■ TASK:
Rewrite the data below, starting at its first line and ending at the line containing "xmin=663 ymin=23 xmax=701 ymax=56", keeping every other line as it is but shifting each bounding box coordinate by -31.

■ ENTRIES PROVIDED:
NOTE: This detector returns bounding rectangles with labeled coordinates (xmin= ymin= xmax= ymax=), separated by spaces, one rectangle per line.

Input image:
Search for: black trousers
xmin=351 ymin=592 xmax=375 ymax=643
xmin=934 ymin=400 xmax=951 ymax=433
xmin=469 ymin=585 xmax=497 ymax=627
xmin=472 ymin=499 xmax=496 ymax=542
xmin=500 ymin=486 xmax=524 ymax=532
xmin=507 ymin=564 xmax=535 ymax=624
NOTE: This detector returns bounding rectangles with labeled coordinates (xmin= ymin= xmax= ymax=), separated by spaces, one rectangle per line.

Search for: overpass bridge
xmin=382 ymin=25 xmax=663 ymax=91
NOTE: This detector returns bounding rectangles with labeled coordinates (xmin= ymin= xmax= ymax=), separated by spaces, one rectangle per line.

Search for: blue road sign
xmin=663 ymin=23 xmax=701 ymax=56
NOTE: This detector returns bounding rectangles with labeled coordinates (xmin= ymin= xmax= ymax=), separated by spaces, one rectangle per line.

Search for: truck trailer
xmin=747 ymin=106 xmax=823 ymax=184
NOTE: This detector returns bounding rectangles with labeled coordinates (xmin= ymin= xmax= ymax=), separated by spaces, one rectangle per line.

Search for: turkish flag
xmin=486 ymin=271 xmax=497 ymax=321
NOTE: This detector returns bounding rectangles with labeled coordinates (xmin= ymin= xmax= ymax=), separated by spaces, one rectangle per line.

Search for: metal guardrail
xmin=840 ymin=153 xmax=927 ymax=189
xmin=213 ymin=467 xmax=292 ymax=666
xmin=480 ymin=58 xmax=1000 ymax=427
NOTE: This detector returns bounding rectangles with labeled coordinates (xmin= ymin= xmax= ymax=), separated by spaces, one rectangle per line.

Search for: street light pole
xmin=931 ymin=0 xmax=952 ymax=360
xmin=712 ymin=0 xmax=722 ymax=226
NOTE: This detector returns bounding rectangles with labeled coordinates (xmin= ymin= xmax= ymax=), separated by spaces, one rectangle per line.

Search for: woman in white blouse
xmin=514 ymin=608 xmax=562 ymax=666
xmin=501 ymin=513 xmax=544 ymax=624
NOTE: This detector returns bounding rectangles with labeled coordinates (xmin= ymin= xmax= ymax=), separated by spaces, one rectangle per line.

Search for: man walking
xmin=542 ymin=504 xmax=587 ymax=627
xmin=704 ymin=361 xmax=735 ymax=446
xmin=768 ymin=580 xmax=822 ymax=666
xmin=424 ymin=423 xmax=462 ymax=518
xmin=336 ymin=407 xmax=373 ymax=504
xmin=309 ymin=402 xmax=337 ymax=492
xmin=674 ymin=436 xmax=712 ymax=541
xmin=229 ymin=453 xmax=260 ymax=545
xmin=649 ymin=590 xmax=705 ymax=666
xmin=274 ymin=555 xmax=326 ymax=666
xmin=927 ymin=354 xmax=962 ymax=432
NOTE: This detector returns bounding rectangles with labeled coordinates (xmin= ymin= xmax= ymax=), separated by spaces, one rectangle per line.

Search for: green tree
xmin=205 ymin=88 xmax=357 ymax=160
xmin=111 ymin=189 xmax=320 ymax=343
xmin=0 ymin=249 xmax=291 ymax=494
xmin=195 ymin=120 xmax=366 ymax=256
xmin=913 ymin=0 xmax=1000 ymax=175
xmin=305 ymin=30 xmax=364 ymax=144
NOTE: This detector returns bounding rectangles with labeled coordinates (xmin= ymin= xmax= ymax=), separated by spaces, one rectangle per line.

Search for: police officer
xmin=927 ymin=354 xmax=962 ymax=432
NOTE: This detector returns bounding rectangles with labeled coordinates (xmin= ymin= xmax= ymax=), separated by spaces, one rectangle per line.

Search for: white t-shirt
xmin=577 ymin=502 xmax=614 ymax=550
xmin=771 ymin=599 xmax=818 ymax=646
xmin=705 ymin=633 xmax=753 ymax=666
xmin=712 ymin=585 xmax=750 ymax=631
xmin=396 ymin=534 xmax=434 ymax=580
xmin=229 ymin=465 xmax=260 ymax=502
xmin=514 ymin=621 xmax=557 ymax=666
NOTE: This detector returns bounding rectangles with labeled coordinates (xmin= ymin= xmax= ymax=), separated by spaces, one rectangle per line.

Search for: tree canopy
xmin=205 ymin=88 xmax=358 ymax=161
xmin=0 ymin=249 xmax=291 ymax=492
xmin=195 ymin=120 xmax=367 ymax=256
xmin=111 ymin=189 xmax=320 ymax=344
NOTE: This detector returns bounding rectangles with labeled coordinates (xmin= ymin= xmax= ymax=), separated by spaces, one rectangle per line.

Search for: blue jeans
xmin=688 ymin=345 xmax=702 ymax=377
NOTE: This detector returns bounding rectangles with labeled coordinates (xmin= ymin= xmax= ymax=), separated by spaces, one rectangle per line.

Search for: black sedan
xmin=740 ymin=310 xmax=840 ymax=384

■ OUTPUT:
NOTE: This detector returns bounding rectangles with labeled coordinates (xmin= ymin= xmax= ymax=), separated by spaces, one rectangle per line.

Input image:
Search for: black trousers
xmin=320 ymin=561 xmax=344 ymax=612
xmin=903 ymin=369 xmax=920 ymax=402
xmin=438 ymin=554 xmax=466 ymax=596
xmin=441 ymin=468 xmax=465 ymax=511
xmin=469 ymin=455 xmax=493 ymax=501
xmin=476 ymin=533 xmax=504 ymax=593
NOTE: This detector returns bounding rectangles with labeled coordinates (xmin= ymin= xmax= ymax=), separated by spaces, one rectangle per line.

Search for: overpass bridge
xmin=351 ymin=-6 xmax=632 ymax=60
NOTE: This detector returns bounding rectangles with labeled coordinates (xmin= ymin= xmax= ymax=), separated by spaces, one rectangle per line.

Search for: blue road sign
xmin=632 ymin=-8 xmax=670 ymax=25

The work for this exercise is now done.